A new national study of elder abuse has found that more than half of staff in nursing homes have observed neglect of residents.
The research was carried out by the National Centre for the Protection of Older People at University College Dublin.
Over one in four employees said they had seen psychological abuse taking place, while one in eight had observed physical abuse.
The most frequent forms of physical abuse were restraining a patient unnecessarily and pushing, grabbing, shoving or pinching.
Psychological abuse consisted of shouting, insulting or swearing at residents.
A small number of staff, 1.2%, had seen another employee taking valuables from a resident.
Over 1,300 nurses and healthcare assistants in 64 nursing homes around the country were surveyed.
The report's lead author Dr Jonathan Drennan of the UCD School of Nursing, Midwifery and Health Systems said Ireland compared well with similar international studies, reporting a lower level of elder abuse.
Speaking on RTÉ's News at One, Dr Drennan said the figures highlight that initiatives are needed to reduce practices that lead to abuse.
He said staff had observed a range of abuses take place in nursing homes.
"If we look at physical, the most prevalent was restraining a resident beyond what was needed at the time, or the use of restraints.
"In a very, very small number of cases staff reported they had observed a member of staff slap or hit a resident," he said.

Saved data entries
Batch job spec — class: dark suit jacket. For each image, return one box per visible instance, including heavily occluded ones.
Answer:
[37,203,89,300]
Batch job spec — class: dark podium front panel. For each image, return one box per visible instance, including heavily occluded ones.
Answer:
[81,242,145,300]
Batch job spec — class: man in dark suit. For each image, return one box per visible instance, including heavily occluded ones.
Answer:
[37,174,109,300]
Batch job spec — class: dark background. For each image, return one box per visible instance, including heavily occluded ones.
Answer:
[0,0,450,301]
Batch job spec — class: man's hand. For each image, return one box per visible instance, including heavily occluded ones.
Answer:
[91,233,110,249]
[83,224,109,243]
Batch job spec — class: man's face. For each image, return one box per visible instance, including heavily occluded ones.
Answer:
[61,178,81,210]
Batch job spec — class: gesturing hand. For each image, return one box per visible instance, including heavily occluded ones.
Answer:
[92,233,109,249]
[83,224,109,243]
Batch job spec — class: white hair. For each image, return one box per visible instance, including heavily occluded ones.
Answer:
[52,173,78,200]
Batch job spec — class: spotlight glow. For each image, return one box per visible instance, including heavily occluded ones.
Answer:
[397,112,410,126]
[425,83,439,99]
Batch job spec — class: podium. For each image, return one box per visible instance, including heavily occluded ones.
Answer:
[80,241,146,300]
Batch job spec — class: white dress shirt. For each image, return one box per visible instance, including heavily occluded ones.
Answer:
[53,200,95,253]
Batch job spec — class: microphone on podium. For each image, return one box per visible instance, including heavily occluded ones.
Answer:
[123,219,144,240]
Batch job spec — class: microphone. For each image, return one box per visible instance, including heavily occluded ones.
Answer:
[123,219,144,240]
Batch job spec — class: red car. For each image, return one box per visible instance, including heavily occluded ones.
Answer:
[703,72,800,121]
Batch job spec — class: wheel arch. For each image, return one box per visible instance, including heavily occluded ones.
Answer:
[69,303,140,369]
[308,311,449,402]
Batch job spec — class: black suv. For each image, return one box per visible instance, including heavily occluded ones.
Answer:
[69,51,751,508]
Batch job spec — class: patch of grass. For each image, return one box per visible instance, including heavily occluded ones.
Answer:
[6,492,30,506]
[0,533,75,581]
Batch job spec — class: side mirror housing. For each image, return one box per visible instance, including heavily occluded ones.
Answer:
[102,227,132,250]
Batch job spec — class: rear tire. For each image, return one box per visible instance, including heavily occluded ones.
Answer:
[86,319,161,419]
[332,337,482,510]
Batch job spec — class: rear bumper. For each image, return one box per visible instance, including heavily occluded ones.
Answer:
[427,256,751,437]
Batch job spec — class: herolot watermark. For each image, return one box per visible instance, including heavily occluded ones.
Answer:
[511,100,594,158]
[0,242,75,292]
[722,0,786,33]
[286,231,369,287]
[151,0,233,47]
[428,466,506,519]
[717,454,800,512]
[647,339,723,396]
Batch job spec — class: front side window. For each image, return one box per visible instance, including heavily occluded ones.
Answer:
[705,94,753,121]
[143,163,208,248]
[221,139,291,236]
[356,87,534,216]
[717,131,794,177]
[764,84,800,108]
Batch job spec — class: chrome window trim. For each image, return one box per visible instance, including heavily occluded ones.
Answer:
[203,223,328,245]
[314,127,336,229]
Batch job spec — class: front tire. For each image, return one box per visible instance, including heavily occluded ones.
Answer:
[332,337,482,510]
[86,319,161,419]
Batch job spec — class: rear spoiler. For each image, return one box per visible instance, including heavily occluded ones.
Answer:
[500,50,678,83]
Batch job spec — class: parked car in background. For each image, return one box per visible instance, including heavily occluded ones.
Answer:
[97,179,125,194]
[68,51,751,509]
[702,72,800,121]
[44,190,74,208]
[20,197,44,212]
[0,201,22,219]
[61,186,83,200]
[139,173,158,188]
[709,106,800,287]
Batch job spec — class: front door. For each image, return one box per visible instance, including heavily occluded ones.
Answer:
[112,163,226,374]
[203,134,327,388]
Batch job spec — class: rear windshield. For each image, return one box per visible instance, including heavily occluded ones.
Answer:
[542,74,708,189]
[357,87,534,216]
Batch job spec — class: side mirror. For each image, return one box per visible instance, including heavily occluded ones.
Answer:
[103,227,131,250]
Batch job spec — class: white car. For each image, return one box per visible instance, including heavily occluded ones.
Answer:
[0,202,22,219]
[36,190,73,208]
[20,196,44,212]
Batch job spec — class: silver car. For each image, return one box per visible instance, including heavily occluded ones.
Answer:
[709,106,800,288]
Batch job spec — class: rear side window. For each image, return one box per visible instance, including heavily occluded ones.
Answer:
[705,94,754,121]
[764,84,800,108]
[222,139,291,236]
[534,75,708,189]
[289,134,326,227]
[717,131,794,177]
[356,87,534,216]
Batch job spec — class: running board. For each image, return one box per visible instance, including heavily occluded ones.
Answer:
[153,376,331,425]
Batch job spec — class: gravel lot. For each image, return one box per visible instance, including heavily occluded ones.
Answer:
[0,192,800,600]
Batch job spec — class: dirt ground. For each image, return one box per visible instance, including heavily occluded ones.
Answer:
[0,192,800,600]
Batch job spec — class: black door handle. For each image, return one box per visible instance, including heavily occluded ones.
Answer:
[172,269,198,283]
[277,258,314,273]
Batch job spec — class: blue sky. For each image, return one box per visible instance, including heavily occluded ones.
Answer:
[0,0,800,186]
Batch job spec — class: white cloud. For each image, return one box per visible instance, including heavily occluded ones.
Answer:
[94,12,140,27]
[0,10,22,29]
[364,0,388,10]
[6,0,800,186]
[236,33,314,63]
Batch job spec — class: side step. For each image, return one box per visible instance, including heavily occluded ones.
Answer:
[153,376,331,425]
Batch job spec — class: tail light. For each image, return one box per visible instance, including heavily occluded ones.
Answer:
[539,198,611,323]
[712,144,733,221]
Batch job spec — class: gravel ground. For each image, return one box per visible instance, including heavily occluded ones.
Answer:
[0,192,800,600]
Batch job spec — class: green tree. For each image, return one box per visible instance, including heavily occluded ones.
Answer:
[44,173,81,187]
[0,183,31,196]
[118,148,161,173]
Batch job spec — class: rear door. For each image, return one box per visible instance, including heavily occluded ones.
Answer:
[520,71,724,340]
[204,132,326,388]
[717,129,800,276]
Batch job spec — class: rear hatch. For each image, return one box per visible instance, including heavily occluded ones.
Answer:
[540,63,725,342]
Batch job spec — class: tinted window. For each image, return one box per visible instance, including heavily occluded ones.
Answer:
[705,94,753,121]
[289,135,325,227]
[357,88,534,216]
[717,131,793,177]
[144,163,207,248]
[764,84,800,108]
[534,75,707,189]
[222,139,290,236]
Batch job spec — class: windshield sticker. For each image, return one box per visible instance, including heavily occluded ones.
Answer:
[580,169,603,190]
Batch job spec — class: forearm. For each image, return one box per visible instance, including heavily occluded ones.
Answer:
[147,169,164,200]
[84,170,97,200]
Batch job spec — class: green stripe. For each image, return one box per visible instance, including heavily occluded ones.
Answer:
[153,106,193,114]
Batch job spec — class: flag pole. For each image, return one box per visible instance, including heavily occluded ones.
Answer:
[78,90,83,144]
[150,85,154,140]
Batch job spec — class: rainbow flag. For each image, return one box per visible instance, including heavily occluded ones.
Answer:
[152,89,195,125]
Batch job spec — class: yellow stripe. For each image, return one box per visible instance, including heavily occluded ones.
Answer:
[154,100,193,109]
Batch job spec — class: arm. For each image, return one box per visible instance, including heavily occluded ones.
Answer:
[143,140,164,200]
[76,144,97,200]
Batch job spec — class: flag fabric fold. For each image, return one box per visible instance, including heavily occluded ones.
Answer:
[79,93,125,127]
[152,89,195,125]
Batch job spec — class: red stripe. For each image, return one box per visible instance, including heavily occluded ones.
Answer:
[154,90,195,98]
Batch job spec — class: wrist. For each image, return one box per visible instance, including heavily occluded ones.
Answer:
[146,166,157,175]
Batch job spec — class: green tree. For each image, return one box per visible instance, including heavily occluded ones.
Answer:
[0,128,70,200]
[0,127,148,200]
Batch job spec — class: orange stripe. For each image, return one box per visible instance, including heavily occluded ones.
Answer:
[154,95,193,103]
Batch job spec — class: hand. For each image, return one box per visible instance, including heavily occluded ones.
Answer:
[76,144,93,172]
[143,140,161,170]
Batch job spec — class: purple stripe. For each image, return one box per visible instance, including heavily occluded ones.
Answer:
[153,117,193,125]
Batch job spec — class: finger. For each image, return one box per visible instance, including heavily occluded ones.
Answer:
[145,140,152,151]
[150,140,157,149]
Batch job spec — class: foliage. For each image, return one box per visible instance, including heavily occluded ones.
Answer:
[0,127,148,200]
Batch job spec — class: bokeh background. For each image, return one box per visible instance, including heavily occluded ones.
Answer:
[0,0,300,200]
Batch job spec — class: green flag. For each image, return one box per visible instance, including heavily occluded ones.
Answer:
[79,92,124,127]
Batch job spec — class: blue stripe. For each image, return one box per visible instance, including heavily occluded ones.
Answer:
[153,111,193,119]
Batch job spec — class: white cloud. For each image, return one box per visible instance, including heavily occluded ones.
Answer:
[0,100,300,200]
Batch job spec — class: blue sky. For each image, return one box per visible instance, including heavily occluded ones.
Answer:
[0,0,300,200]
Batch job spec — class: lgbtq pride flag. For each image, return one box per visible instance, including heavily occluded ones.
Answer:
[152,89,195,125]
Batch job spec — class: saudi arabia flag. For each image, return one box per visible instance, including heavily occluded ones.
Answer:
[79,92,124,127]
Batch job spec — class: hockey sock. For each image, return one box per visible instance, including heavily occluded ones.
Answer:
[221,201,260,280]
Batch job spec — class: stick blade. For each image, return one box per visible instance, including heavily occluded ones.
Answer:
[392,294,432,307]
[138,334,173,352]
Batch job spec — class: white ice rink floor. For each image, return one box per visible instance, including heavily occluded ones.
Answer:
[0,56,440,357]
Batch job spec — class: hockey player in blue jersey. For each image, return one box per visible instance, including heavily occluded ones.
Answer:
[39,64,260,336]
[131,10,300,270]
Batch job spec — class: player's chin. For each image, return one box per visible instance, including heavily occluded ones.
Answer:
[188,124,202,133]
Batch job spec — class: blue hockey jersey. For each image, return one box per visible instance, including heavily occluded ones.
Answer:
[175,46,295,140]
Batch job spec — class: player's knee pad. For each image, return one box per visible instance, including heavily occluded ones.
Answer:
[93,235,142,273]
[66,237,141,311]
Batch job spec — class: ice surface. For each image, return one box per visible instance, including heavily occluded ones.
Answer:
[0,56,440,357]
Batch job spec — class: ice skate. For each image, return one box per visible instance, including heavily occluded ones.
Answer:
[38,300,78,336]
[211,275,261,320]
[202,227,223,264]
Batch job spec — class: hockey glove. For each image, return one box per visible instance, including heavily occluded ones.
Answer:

_PROBLEM_
Retype the stretch of the nursing home abuse article from "Psychological abuse consisted" through "country were surveyed.", keeping every word and punctuation mark unchanged.

_ANSWER SPACE_
Psychological abuse consisted of shouting, insulting or swearing at residents.
A small number of staff, 1.2%, had seen another employee taking valuables from a resident.
Over 1,300 nurses and healthcare assistants in 64 nursing homes around the country were surveyed.